◆ **YOUR ASSIGNMENT**: Set down every record below exactly as written, but leave out the pictures.

BEGIN MATERIAL SHOWN

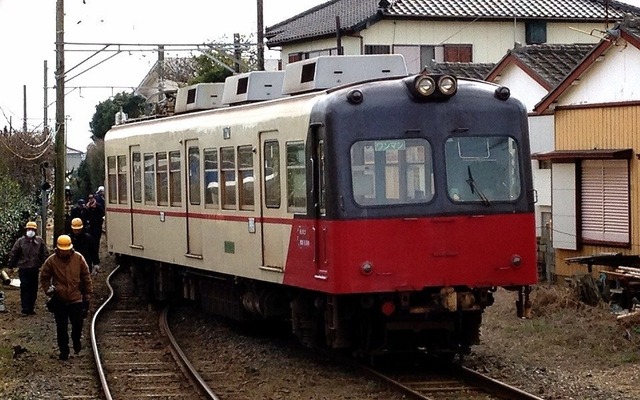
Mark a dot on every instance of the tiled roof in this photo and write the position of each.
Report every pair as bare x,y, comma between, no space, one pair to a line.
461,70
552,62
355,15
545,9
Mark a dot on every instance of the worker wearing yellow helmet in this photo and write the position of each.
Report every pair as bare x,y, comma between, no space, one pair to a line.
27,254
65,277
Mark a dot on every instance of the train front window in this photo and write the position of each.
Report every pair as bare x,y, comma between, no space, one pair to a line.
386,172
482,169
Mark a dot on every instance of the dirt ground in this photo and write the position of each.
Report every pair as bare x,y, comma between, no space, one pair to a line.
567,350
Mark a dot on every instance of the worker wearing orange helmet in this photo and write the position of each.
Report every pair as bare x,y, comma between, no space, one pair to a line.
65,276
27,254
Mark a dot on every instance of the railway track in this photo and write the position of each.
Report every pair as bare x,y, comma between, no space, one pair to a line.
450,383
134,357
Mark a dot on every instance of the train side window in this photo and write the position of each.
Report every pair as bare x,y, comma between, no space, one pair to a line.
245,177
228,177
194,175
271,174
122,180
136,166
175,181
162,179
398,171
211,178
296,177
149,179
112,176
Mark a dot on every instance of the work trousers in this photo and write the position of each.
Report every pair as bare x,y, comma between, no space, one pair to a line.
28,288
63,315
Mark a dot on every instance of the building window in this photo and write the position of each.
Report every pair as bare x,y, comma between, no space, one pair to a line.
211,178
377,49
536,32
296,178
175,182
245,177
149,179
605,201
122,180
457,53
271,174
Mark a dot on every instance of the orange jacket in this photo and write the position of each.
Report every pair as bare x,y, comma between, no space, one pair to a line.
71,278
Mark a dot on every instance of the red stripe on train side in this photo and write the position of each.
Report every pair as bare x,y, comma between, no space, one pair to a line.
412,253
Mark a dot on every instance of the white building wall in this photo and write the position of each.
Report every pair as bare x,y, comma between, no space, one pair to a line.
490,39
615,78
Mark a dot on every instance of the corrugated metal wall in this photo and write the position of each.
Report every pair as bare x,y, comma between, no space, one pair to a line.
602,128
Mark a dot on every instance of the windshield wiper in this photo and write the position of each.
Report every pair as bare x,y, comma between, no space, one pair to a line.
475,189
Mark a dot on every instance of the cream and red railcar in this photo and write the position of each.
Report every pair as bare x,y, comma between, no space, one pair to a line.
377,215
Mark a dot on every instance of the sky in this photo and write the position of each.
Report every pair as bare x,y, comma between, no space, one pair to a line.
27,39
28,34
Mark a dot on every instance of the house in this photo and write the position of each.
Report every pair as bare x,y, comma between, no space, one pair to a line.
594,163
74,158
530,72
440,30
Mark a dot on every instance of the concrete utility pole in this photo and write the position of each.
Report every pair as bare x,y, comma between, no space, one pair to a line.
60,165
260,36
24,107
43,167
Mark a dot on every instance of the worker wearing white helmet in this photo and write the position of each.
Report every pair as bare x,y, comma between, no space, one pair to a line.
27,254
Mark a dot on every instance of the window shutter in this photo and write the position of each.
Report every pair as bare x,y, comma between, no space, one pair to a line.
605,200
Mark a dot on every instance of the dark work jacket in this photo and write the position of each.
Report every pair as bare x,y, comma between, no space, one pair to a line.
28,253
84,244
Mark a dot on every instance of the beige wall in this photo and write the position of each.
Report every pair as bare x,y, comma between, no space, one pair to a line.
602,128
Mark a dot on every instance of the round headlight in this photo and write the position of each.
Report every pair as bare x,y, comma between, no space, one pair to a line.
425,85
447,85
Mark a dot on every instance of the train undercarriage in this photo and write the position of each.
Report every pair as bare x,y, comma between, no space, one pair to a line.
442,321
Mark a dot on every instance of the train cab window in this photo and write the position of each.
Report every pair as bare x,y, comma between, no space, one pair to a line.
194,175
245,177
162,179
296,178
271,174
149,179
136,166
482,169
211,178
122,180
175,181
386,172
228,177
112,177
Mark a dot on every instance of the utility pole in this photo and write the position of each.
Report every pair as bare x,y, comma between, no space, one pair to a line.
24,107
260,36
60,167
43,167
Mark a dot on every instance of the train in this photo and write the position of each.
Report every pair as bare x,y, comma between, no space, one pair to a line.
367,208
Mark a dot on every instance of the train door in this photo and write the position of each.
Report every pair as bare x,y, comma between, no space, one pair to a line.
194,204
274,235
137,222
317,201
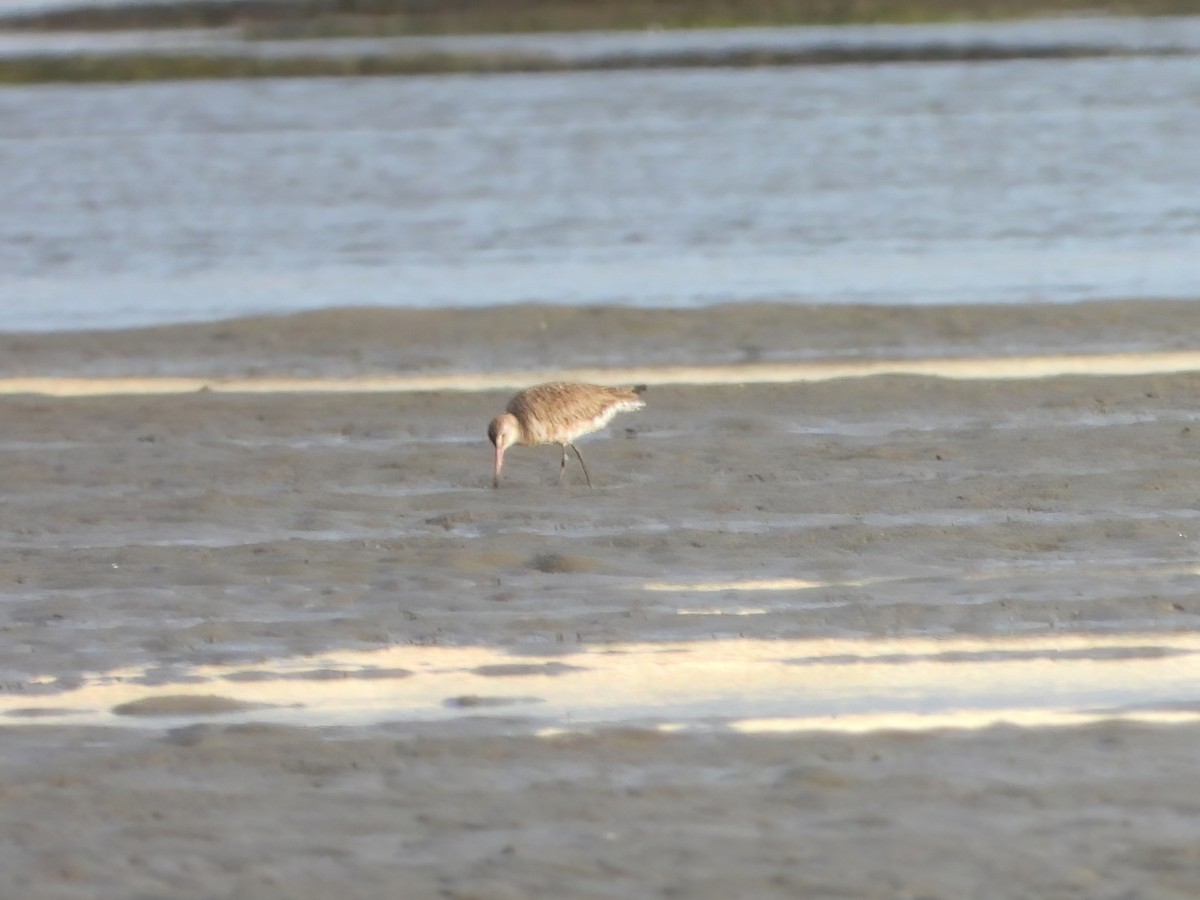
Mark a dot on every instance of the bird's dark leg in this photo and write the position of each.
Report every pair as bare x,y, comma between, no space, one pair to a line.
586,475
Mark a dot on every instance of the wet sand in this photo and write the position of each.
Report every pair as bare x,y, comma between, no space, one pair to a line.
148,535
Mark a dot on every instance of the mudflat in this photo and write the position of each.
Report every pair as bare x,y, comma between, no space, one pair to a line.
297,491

END MATERIAL SHOWN

◆ **SOLUTION TO THE PROBLEM**:
Mark a dot on every instance of the tiled roof in this photo and write the position of each.
Report every pair as bare x,y, comma between, no space, one pair to a line.
461,70
552,62
355,15
545,9
Mark a dot on every instance of the worker wearing yellow helmet in this photo and write the position of each.
Report every pair as bare x,y, comma between, no space, one pair to a line.
27,254
65,277
Mark a dot on every instance of the train front window in this photo and write the position of each.
Report every pair as bare x,y, comma between, no space, one pair to a line.
386,172
482,169
Mark a dot on every instance of the dirt ground in this photo and write the position of each.
Report every pair as bare x,y, comma between, no space, one pair to a line.
567,350
Mark a dot on every instance of the worker wearing orange helmet in this photo and write the position of each.
Report every pair as bare x,y, comma between, no space, one pair to a line.
65,276
27,254
Mark a dot on every instance of the railway track in this photo and write the position of each.
Report every pair as bare x,y, comma between, no space, one pair to a line.
450,383
134,357
Mark a dot on every instance of the train side window in this photo and write the position of each.
Report every pair as bare x,y, comma between, no space, one pair to a line.
245,177
228,177
194,175
271,174
122,180
136,166
175,181
162,179
398,171
211,178
296,177
149,179
112,176
Mark a dot on every instance of the work trousers in this photo and write the position of each.
Report every pair as bare x,y, comma between, no space, one pair to a line.
28,288
63,315
Mark a dot on every instance of the building window in this photo and write the position of each.
Report every pair as bare x,y, comma between, no space, one pair to a line.
211,178
377,49
536,32
296,178
175,182
245,177
149,179
605,201
122,180
457,53
271,174
Mark a dot on every instance of the orange jacket in this photo and write the position of each.
Report every pair as bare x,y, comma between, no space, one pair to a line.
71,278
Mark a dot on every instance of the red stripe on train side in this photo and write the position of each.
Report every pair as bare x,y, comma between, no space, one pair to a line.
412,253
Mark a dot on every instance of the white building wall in this photo and write the position of each.
Report every pair as bare x,y, comma between, no space, one pair to a line.
490,39
615,78
Mark a dot on every instance of the corrugated metal wall in this photo and write the position of each.
Report every pair as bare x,y, comma between, no space, one pair to a line.
602,128
Mark a dot on every instance of the windshield wiper in this photo and write the position of each.
Report every pair as bare x,y, comma between, no space, one pair to a line.
475,189
Mark a dot on every instance of the cream and red railcar in this photo and write the position of each.
Report every pair as bare x,y, comma between, no space, one pair to a line.
377,215
Mark a dot on every instance of the sky in this photo and write the position of each.
Report every pair as bare x,y, comma between, no space, one pair to a line.
27,39
28,34
Mark a dot on every instance of the house in this photo and write the position of each.
Report every pair as bare x,y, comma between, no space, one pair to a line.
594,163
74,158
530,72
440,30
Mark a dot on every instance of the concrete utility pole in this photo and write the position of each.
Report every pair as bare x,y, comma between, no space, one pair to a line.
60,165
260,36
24,107
43,167
Mark a dot on every instance of the worker wearing white helmet in this photo and write the position of each.
Report every pair as bare x,y, comma between, no space, one pair to a line.
27,254
Mark a dot on every instance of the window shutter in this photo and write the position of each.
Report every pair as bare x,y, comma between, no space, one pair to a line.
605,200
Mark a dot on every instance of the dark work jacket in this photo and write the position of each.
Report every pair as bare x,y, comma between, no space, one pair to a line.
28,253
84,244
Mark a dot on every instance of the beige wall in this photo and write the position of each.
Report every pair as bare x,y, comma between, no space, one pair to a line.
602,128
Mark a dot on every instance of the round headlight in this photo and write the position of each.
Report every pair as bare x,y, comma between, no space, one pair to a line.
425,85
447,85
Mark a dot on every instance of the train undercarriage in this photo and write the position of each.
Report every pair as bare x,y, comma between, no space, one pair to a line.
442,321
Mark a dot on every instance of the train cab window in this photo and write the position of each.
Report every pair as bare x,y, comma between, no space, one pair to a line.
194,175
245,177
162,179
296,178
271,174
149,179
136,166
482,169
211,178
122,180
175,181
386,172
228,177
112,177
Mark a dot on every instance of the utility pole in this photo and write the position of each.
Report every pair as bare x,y, comma between, no space, one pair to a line.
24,107
260,36
60,167
43,167
Mark a dot on every instance of the train in this photo and write the position of each.
Report every pair as bare x,y, comma between, no space, one pair to a line.
367,208
Mark a dot on every instance of the train door in this photo and write the position of each.
Report every pair as bare x,y, comma between, no space, one pair to a line.
194,204
274,235
137,222
317,201
Mark a dot on every instance of the bird's dark leg in this photo and write the position of each.
Report every pair as bare x,y, comma between, no space, one pair to a line.
586,475
Mark a dot on every instance of the wet sand in this photo and write the position of each.
Report every pair as bare x,y, comma between, no space, one pair to a line.
148,535
Mark a dot on every instance of the mudflat in this photo and write the position of each.
Report every pair as bare x,y, comma between, no space, one pair to a line.
297,491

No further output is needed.